__読解文__:
%%

2.長時間労働の原因として考えられるもの

  • 教育課程の高度化:例えば、プログラミング教育、英語、多様なニーズを持った子どもたちへの対応などが求められるようになった

  • 関係のない業務の多さ:例えば、給食費の集金、印刷、採点、掲示物等、教師でなくともできる業務も多くこなさなければならない

  • 残業代が出ない制度:給特法という法律が定められており、教師には残業代の代わりに教職調整額として給与の4%を上乗せする仕組み

  • 学校のタイムマネジメント意識の低さ:上記の残業代が出ない仕組みによって、管理職は残業をコントローする意識が低くなりがち、また個々の教師も残業へのコスト意識が低くなりがち

3.教職の採用倍率低下の原因として考えられるもの

  • 団塊世代の大量退職:採用数が多いため倍率が下がりがち

  • ブラックなイメージによる教職離れ:そもそも志願者数が減少している


教職調整額10%への増額はなぜ愚案なのか

1. 愚案の理由

 おそらく、給料が増やされることに文句をいう教師は少ないだろう。しかし、これは限られた財源を効果的に使用する、という教育政策のコストパフォーマンスの視点から考えると、極めて愚策だと思われる。
その理由は、第一に、給与が増えても業務量が減らないため、長時間労働の是正につながらない。むしろ、給与を増やしたのだから、という理由で長時間労働が容認されやすくなる可能性がある。
 第二に、10%という数字は志願者数を増やすほど魅力的な増額ではない。概ね一人当たり月額2.5-4万円程度の増額となるが、それによって家庭や心身に大きな負担がかかる長時間労働をしようとは思えない。そもそも、教職の志願者減少は給料の低さに起因しているものではないため、問題の解決にならない。

2.代替案の例

 むしろ、今回増額に際しての予算額690億円があれば、全国の3万2千校の小中学校に約280万円ずつ予算をつけることができる。この予算があれば、年間を通して教師をサポートするスタッフを常駐させることができるだろう。このようなサポートスタッフに、採点、印刷、用具管理、子どもの見守り、会計等々の作業を委託することができれば、一定の負担改善が見込まれる。すでにサポートスタッフを置く取り組みは様々な学校でなされており、文科省も推進してきた。しかし、その雇用は自治体の予算によって組まれていることもしばしばで、各自治体によって実態に大きな差があるのが現状である。そこで、国が一律でその施策を一層充実させることは緊急で行うこととして一定の効果があると思われる。

%%

__課題文 a__: エントリの中から単語「facade」を含む行をすべて探し出し、そのまま書き写してもらえますか?大文字と小文字は区別してください。

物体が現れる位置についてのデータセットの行
%%

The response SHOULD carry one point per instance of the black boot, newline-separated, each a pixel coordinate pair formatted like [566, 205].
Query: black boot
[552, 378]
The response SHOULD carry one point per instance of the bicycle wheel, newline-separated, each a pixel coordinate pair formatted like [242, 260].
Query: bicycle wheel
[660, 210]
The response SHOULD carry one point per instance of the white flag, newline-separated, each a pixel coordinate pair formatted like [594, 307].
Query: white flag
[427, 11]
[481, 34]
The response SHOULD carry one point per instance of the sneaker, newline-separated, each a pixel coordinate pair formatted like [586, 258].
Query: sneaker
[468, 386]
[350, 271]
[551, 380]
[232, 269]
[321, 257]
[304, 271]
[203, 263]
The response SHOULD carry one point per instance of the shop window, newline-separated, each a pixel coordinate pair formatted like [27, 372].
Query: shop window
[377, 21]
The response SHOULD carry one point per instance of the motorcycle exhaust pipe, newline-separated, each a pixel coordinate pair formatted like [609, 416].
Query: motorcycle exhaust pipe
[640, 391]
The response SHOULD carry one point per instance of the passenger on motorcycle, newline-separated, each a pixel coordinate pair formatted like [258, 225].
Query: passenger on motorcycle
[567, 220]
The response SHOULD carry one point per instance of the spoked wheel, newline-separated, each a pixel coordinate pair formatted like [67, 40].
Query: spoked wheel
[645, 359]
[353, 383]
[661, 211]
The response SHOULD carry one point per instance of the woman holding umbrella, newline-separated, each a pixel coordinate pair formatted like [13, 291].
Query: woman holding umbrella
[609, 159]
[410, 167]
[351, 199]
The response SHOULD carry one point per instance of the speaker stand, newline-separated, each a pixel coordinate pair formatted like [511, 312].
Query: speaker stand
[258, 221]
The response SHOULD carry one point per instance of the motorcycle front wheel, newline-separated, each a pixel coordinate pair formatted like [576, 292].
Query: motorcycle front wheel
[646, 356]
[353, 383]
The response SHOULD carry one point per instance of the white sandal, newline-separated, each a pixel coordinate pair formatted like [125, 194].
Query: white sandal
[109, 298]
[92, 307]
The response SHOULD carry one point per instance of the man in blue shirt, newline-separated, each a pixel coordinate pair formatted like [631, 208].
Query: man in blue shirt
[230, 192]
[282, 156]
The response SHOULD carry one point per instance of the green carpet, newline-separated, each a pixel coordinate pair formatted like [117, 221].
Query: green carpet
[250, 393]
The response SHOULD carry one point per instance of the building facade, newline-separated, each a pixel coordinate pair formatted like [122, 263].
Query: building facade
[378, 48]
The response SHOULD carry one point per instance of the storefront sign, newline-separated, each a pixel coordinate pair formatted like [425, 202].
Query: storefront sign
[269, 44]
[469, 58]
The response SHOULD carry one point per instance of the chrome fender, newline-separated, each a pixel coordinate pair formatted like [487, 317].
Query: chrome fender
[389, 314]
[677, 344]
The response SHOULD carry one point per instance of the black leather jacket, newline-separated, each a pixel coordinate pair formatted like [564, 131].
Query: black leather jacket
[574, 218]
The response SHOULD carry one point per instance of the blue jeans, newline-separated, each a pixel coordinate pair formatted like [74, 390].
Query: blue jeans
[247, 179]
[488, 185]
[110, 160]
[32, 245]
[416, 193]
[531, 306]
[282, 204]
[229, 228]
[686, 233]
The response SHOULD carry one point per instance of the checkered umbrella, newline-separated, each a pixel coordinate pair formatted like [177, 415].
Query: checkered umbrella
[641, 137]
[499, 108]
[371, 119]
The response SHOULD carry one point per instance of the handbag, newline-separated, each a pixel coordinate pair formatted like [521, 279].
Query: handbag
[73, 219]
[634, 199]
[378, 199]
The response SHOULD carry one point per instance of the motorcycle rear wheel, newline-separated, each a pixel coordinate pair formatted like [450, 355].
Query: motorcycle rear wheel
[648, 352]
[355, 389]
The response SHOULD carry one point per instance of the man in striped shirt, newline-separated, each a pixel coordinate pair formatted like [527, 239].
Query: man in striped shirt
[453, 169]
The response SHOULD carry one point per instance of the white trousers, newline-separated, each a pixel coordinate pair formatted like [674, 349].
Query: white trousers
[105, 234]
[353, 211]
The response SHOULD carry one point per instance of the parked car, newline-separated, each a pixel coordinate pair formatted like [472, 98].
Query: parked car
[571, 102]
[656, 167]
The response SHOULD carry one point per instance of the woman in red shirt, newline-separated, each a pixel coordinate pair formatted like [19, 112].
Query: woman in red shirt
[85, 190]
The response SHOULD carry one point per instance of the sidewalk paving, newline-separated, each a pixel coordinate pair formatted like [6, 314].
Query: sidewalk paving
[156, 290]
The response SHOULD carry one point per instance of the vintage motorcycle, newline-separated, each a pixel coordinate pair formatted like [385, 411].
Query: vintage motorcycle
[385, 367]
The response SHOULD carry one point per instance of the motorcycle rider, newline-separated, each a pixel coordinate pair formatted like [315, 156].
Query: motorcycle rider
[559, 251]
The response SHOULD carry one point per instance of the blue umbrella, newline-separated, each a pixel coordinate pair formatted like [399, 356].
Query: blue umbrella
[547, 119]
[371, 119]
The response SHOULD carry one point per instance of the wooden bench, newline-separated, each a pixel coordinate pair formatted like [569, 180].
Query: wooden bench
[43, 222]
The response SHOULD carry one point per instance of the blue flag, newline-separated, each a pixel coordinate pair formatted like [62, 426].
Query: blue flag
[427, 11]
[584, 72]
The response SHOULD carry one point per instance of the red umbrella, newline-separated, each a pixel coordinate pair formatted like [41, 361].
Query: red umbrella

%%

__課題文 b__: 読解文のうち、「おそらく、給料が増やされるこ」で始まり「一定の効果があると思われる。」に至るまでの部分を、原文どおりに複製してもらえますか?

__回答 a__:
The response SHOULD carry one point per instance of the building facade, newline-separated, each a pixel coordinate pair formatted like [122, 263].
Query: building facade

__回答 b__:
おそらく、給料が増やされることに文句をいう教師は少ないだろう。しかし、これは限られた財源を効果的に使用する、という教育政策のコストパフォーマンスの視点から考えると、極めて愚策だと思われる。
その理由は、第一に、給与が増えても業務量が減らないため、長時間労働の是正につながらない。むしろ、給与を増やしたのだから、という理由で長時間労働が容認されやすくなる可能性がある。
 第二に、10%という数字は志願者数を増やすほど魅力的な増額ではない。概ね一人当たり月額2.5-4万円程度の増額となるが、それによって家庭や心身に大きな負担がかかる長時間労働をしようとは思えない。そもそも、教職の志願者減少は給料の低さに起因しているものではないため、問題の解決にならない。

2.代替案の例

 むしろ、今回増額に際しての予算額690億円があれば、全国の3万2千校の小中学校に約280万円ずつ予算をつけることができる。この予算があれば、年間を通して教師をサポートするスタッフを常駐させることができるだろう。このようなサポートスタッフに、採点、印刷、用具管理、子どもの見守り、会計等々の作業を委託することができれば、一定の負担改善が見込まれる。すでにサポートスタッフを置く取り組みは様々な学校でなされており、文科省も推進してきた。しかし、その雇用は自治体の予算によって組まれていることもしばしばで、各自治体によって実態に大きな差があるのが現状である。そこで、国が一律でその施策を一層充実させることは緊急で行うこととして一定の効果があると思われる。